### SUPPLIED TEXT:
NOW, THEREFORE, in consideration of the foregoing and the mutual covenants, premises, provisions, Business, and agreements contained herein, the Parties agree as follows:

 

1.  DEFINITIONS

  1. “Business Day” shall mean any day on which the Company is open for business, except a Sunday.

Where a person does or must do something under this Agreement on a day which is not a Business Day, then it will be deemed to be done (in the first case) or may be done (in the second case) on the next Business Day

  1. “Claim” shall have the meaning attributed to it in Section 13.3 of this Agreement
  2. “Company’s Business “shall mean all activities carried out by the Company in pursuance of the Objects of the Company (as defined in Section 1.8herein) to the extent provided for in this Agreement
  3. “Competitor” means any person, entity, corporation, partnership, association, joint venture or other organization that engages in or attempts to engage in the Company’s Business or similar business 5.“Confidential Information” shall have the meaning assigned to it in Section 17.1 of this Agreement
  4. “Disputes” shall have the meaning assigned to in Section 16.1 of this Agreement.
  5. “Local Area” shall mean the geographical area assigned the Super Stockiest in which the Distributor shall be required to provide his Services (as defined in 1.9 herein) in relation to this Agreement. The Local Area may be increased or diminished upon the agreement of the Parties and upon such terms as may be agreed on between the Parties
  6. “Objects of the Company” shall have the meaning attributed to it in Clause A of the Recitals to this Agreement.

### STORED ROWS:
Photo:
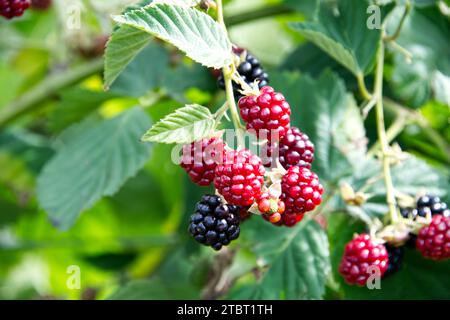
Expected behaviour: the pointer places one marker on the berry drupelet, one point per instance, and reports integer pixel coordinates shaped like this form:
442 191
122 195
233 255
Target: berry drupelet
240 177
200 159
294 149
433 241
214 223
13 8
360 254
268 115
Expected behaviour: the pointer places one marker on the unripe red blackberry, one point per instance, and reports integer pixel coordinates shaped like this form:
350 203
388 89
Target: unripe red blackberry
200 159
301 190
361 255
433 241
268 114
213 223
240 178
13 8
294 149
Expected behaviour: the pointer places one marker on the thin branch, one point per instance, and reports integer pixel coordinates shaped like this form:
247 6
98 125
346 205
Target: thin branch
396 33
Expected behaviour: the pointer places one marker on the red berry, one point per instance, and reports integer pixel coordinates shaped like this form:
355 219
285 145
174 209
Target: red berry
433 241
240 178
13 8
272 209
360 254
200 159
301 190
267 114
290 220
294 149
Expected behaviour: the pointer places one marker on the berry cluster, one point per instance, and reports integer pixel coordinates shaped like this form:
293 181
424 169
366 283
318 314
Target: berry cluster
268 114
13 8
426 205
200 159
433 241
214 223
250 71
240 179
41 4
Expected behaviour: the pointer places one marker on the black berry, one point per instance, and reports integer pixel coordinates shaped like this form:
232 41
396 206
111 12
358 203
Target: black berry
13 8
214 223
250 70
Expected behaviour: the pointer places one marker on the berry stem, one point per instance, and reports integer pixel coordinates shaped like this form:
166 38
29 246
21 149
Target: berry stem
382 137
362 87
228 74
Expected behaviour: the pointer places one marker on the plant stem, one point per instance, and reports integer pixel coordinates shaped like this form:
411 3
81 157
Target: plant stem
362 87
258 14
32 99
390 192
227 74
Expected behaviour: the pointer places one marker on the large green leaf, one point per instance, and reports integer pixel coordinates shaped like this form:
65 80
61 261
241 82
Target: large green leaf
185 125
328 114
297 258
425 35
95 160
191 31
342 32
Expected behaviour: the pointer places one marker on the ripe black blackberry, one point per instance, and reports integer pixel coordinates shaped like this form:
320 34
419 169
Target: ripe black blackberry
424 205
13 8
214 223
395 258
250 70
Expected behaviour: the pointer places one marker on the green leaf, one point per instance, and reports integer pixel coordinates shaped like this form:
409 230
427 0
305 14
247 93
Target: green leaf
342 32
185 125
329 116
94 161
123 46
298 262
191 31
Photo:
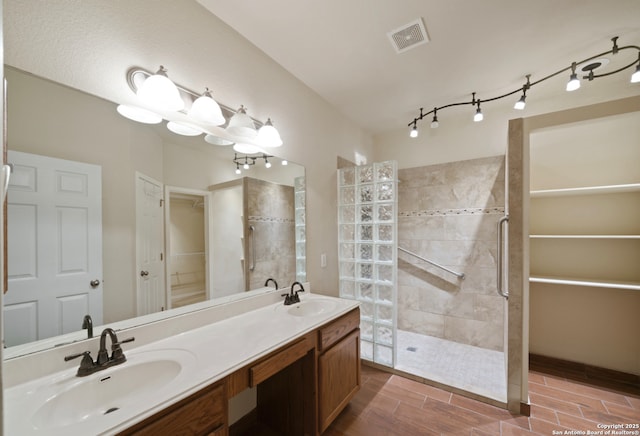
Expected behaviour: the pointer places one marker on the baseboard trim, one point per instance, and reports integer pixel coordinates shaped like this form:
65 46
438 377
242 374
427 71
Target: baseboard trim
623 381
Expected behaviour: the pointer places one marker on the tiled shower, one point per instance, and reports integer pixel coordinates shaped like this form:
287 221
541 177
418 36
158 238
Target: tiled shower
451 330
440 327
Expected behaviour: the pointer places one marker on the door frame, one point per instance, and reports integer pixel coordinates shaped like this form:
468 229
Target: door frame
168 190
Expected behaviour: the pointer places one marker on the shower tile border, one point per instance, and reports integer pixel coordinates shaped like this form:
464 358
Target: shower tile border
452 212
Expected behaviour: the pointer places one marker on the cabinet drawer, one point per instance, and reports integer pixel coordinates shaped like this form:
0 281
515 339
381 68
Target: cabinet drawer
333 332
273 364
203 413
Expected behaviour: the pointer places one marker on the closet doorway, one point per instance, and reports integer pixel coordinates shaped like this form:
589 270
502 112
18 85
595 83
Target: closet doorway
188 273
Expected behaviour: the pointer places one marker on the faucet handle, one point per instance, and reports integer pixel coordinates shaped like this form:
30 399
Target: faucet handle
87 365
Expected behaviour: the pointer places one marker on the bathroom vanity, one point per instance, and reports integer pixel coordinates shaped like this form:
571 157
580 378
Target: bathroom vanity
303 361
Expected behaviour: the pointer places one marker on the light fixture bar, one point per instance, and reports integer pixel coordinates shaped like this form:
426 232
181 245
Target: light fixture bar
635 78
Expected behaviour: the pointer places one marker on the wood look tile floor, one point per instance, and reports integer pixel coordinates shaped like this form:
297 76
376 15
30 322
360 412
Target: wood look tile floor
388 404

### WHAT IS ASKED:
**1.** Answer these questions from the agreement excerpt:
(a) Which day is excluded from the definition of "Business Day"?
(b) In which section is the meaning of "Claim" attributed?
(c) Where does "Objects of the Company" get its meaning?
**2.** Rewrite the agreement excerpt from "NOW, THEREFORE, in" to "except a Sunday.", swapping "Sunday" for "Saturday".
The items have nothing to do with this exercise.

### RESULTS FOR THE EXERCISE:
**1.**
(a) Sunday.
(b) Section 13.3 of the Agreement.
(c) Clause A of the Recitals to the Agreement.

**2.**
NOW, THEREFORE, in consideration of the foregoing and the mutual covenants, premises, provisions, Business, and agreements contained herein, the Parties agree as follows:

 

1.  DEFINITIONS

  1. “Business Day” shall mean any day on which the Company is open for business, except a Saturday.